The task:
Every line from the one with "line as [525,418]." through the end of the records below should be restated word for word, and nothing outside that span.

Object pointing dataset rows:
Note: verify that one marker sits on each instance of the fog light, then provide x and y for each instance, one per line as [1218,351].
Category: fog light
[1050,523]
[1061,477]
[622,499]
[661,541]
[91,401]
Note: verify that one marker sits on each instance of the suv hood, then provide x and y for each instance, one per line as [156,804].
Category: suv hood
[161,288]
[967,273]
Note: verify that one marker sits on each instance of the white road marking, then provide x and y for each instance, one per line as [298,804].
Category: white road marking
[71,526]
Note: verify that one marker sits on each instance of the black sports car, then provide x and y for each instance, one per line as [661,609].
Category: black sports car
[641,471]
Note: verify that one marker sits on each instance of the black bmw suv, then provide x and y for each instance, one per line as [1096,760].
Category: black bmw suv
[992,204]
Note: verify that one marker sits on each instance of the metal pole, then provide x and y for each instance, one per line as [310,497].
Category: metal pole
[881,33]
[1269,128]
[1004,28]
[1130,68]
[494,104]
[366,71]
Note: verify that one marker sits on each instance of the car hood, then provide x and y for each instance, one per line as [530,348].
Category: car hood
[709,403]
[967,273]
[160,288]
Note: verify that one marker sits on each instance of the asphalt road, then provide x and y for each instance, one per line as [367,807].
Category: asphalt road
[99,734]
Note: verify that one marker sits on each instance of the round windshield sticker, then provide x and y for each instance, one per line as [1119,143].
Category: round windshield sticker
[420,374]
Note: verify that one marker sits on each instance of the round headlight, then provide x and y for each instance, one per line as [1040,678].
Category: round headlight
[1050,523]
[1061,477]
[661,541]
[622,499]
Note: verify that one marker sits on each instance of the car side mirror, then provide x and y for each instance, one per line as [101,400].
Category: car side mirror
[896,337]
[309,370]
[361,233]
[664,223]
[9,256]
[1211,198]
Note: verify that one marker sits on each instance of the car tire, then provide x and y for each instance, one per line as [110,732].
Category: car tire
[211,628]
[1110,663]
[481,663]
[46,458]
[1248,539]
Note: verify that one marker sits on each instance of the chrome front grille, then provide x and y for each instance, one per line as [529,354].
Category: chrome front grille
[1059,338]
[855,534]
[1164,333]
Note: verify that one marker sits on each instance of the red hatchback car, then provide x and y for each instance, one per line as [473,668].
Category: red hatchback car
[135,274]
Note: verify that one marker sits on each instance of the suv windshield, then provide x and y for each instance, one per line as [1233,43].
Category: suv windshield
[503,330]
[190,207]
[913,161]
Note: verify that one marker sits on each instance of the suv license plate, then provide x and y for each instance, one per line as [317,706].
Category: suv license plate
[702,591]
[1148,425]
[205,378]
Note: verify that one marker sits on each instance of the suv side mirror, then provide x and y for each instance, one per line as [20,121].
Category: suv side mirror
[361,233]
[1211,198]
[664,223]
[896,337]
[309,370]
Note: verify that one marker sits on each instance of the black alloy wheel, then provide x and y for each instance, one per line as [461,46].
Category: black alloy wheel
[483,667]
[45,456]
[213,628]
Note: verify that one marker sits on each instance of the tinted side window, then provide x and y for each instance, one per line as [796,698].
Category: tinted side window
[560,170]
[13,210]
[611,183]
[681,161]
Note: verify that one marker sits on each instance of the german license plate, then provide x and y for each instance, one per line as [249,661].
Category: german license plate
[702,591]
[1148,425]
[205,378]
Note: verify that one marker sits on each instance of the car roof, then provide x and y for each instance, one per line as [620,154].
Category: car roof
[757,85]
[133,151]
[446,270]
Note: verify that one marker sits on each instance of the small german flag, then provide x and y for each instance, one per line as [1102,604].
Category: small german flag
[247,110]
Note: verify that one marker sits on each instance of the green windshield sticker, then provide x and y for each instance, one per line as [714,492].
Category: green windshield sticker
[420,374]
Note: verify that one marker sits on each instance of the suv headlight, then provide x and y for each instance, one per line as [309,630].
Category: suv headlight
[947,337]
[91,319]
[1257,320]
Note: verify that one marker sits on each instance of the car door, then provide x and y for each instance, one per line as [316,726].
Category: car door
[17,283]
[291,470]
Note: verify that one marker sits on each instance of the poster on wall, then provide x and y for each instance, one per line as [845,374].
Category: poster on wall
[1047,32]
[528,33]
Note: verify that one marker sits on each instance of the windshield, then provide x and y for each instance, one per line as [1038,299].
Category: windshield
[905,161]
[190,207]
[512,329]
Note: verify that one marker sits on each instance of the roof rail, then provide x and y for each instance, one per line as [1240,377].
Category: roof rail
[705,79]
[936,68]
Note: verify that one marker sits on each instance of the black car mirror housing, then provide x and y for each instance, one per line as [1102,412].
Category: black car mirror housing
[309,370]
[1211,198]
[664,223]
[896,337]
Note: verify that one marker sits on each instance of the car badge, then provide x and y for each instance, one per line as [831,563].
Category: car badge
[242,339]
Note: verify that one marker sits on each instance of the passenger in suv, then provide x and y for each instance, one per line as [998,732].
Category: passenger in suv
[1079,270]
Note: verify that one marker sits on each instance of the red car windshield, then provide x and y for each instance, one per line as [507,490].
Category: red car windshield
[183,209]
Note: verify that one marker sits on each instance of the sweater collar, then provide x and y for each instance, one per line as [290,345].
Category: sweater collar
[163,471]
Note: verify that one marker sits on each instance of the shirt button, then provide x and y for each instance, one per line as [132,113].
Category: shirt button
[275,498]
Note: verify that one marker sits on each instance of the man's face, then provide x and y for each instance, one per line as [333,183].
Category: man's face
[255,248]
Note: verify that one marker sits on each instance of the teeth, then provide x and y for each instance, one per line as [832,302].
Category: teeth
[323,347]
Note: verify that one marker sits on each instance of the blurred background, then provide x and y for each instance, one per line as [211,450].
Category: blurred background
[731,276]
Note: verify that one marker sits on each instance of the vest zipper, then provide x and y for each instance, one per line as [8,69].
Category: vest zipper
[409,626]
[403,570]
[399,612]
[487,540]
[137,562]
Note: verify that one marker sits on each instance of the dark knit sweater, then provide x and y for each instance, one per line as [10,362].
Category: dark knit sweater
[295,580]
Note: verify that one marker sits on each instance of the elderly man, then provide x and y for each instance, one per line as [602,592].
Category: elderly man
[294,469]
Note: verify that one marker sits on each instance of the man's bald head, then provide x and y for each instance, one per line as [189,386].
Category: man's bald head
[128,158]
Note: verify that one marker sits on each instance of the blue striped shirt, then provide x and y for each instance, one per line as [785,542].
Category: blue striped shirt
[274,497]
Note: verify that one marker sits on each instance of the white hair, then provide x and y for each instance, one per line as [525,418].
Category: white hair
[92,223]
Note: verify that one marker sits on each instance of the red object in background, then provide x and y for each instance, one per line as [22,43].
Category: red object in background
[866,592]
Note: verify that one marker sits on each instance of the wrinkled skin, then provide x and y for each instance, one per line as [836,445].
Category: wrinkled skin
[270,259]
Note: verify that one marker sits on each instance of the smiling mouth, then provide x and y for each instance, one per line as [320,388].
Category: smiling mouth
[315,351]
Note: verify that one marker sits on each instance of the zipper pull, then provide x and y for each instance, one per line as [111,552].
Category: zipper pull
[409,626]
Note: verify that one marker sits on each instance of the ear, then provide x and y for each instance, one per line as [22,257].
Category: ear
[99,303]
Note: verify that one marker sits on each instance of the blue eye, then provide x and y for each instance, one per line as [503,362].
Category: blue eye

Task solution:
Note: verify that one marker sits on each instance of the white hair, then provide x and y for each instance, one per line as [525,418].
Category: white hair
[92,223]
Note: verify that one marker sits on each instance of the red object in background, then provide x and y for each instance, one per line as [22,43].
Category: red object in background
[866,592]
Note: verify that one marker sits on each instance of the wrinkled skin, then provide x and y for each instance, one per line as [836,445].
Category: wrinkled skin
[270,259]
Note: verify that one marker sits on each instance of the smiling mouth, then provide x and y for each instance, one per line as [320,388].
Category: smiling mouth
[315,351]
Note: verify that one marker sits on each instance of the zipper pull, then provide x and y for each instance, one per line as [111,552].
Category: zipper pull
[409,626]
Note: verify that one marker sits on each instance of the ear, then provide x and y for each instance, one per line as [22,257].
Category: ear
[99,303]
Note: verify that one marker sits on each instance of the blue eye, then provide x and y for each instance, one per line as [503,362].
Category: blue eye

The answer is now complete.